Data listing

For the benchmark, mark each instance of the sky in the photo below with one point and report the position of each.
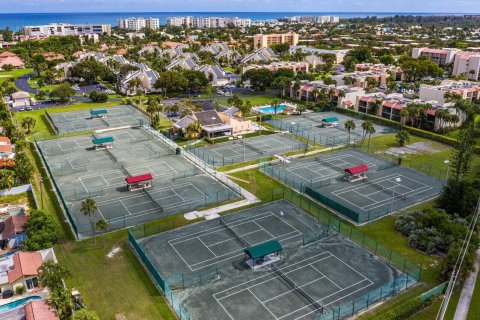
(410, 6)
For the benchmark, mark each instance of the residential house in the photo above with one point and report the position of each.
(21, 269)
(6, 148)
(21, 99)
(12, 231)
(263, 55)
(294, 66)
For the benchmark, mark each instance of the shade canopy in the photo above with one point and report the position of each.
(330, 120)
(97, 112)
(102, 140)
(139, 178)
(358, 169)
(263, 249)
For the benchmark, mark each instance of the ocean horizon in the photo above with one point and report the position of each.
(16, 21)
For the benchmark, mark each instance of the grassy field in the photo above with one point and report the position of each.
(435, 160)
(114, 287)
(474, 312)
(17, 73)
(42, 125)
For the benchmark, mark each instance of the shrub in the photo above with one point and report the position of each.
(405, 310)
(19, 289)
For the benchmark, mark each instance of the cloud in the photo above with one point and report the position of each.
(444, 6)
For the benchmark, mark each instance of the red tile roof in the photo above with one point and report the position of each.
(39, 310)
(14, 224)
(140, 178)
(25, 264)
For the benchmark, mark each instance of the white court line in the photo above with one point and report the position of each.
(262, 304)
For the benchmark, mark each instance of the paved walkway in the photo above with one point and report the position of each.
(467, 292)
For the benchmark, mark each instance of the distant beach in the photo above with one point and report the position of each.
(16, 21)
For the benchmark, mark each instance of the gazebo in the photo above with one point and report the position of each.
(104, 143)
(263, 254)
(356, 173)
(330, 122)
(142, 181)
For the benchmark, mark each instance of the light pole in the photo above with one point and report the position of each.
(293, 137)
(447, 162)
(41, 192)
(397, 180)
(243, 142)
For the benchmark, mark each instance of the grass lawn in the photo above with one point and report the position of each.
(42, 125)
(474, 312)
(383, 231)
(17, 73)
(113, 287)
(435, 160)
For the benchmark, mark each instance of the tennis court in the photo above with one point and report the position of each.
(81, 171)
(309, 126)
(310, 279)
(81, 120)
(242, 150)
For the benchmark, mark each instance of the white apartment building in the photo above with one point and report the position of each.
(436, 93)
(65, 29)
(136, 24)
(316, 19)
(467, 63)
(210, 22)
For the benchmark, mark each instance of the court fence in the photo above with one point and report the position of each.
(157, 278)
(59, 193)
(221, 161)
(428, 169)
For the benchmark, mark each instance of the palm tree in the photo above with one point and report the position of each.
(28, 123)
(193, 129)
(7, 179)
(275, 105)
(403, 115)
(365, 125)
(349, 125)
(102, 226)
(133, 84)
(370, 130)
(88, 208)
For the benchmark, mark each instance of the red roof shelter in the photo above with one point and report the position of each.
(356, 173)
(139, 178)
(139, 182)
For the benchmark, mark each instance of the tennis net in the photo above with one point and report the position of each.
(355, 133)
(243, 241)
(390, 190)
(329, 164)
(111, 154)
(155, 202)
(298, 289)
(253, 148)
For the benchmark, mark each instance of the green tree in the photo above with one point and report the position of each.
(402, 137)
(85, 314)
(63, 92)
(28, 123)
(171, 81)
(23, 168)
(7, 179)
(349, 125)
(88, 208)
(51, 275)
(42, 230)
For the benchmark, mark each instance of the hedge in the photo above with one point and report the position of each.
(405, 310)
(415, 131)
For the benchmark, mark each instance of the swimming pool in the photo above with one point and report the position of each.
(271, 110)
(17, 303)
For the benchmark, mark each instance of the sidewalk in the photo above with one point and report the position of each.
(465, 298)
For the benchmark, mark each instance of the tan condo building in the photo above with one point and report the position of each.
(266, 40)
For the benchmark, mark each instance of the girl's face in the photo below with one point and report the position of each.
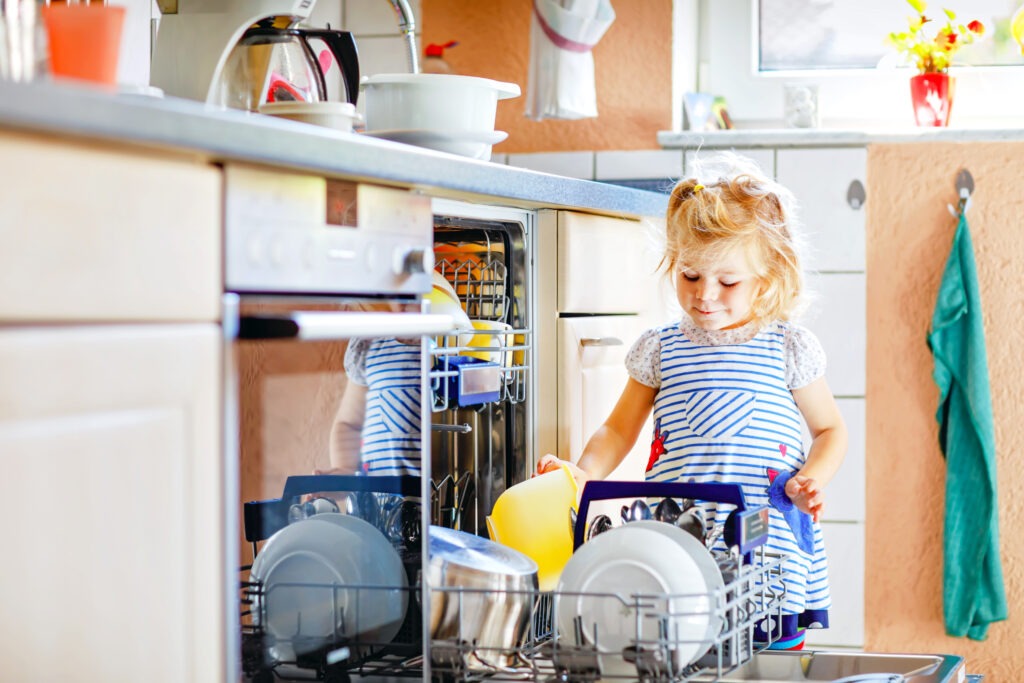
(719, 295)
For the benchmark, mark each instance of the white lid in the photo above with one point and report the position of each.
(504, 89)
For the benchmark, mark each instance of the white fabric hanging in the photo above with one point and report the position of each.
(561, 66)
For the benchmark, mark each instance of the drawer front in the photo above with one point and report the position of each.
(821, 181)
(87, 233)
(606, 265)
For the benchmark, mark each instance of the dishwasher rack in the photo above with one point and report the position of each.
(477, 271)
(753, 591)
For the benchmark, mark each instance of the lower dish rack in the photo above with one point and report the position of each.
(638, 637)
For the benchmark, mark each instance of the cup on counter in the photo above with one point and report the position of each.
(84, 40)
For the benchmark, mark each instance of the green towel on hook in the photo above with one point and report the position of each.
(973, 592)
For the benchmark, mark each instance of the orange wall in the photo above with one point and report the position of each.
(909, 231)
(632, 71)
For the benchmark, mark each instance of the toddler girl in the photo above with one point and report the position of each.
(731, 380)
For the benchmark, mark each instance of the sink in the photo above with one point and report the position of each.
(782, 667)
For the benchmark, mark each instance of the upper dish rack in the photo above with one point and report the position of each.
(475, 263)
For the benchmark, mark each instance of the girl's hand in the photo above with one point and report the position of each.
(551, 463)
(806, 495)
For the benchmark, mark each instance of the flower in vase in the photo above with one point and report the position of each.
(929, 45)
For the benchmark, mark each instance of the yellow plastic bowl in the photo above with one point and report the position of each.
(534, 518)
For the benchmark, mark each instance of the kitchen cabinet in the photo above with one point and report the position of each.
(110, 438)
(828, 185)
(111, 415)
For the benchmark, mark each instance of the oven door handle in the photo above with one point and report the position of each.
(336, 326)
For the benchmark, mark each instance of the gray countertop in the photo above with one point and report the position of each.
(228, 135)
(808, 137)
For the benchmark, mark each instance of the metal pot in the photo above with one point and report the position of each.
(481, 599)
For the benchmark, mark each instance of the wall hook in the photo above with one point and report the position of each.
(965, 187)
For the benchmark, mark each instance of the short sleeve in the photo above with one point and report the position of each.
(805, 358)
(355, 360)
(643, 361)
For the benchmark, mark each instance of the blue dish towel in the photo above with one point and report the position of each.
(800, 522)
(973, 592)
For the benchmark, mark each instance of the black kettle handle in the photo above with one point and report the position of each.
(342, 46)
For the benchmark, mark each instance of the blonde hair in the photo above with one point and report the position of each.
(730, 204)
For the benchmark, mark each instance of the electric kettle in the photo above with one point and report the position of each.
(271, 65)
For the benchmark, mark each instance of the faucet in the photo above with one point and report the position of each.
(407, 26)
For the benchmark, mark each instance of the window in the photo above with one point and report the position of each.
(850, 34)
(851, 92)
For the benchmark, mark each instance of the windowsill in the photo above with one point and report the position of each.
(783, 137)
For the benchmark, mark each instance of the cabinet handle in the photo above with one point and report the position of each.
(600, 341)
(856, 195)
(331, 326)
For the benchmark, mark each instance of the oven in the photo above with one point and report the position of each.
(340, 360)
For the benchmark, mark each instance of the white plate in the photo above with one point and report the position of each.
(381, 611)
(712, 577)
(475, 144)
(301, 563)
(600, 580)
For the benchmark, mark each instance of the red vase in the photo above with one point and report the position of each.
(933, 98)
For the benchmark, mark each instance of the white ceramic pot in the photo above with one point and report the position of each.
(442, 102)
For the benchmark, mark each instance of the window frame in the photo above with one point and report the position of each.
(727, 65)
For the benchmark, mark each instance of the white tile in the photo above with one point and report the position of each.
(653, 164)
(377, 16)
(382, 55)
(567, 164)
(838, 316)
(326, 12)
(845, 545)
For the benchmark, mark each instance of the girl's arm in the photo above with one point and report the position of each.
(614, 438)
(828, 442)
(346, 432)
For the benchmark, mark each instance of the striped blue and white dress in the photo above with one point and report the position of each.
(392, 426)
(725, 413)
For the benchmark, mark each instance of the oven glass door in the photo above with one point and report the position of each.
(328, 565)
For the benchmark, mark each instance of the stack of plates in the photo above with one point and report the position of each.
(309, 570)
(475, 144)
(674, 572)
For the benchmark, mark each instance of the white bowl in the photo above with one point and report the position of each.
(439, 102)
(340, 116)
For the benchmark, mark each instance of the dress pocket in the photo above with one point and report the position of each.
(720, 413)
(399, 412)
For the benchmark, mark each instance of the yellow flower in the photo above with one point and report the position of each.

WORK TO COMPLETE: Which lines run from the one containing "For the benchmark, mark each instance of the windowsill" to the end of the entries above? Quote exactly those, and only those.

COMPLETED EXERCISE:
For the benchmark, mark each instance of the windowsill in the photo above with one point and report the position of each.
(783, 137)
For the benchmark, mark each instance of the cabinet handle in the photo above with one point and report the position of each.
(600, 341)
(856, 195)
(331, 326)
For the benchmark, mark each instance of the oven in the photo above with one point and report the position of each.
(340, 360)
For the benchmark, mark each instance of the white plate in the photo above with one point and report the position of each.
(381, 611)
(712, 577)
(475, 144)
(301, 563)
(600, 580)
For the benchmark, mark each instance of the red vase in the photo above with one point and report the position of each.
(933, 98)
For the benchmark, mark each instance of the white ceramic pot in the photo above with one point and report the position of each.
(442, 102)
For the benchmark, mark each instance of the window frame in the photo above with one point and report the position of each.
(727, 65)
For the benchmark, mark each instance of the white tile in the photo above with one point and report the position of each.
(653, 164)
(377, 16)
(382, 55)
(567, 164)
(838, 316)
(326, 12)
(845, 545)
For the benchmark, mark each instance of the girl's arm in the photo above with one point and report the position of each.
(614, 438)
(828, 442)
(346, 432)
For the benchmark, mark each instance of the striped blue and white dress in the photo above with one point and report the position of each.
(392, 426)
(725, 413)
For the benchmark, mark each instance of the oven glass door in the photo above with one point and report the position of each.
(328, 565)
For the benchmark, mark each instance of the stack of plates in the photo above with one point and report the position of each.
(309, 570)
(475, 144)
(674, 572)
For the benchmark, mark each instance of the white bowl in the photo above with one point and report the position of each.
(439, 102)
(340, 116)
For the benchmark, mark each instance of the dress pocket in the photo above with one point and report the position of each.
(720, 413)
(399, 412)
For the benchmark, mark each instance of the yellow flower in the photo above with one point and report the position of each.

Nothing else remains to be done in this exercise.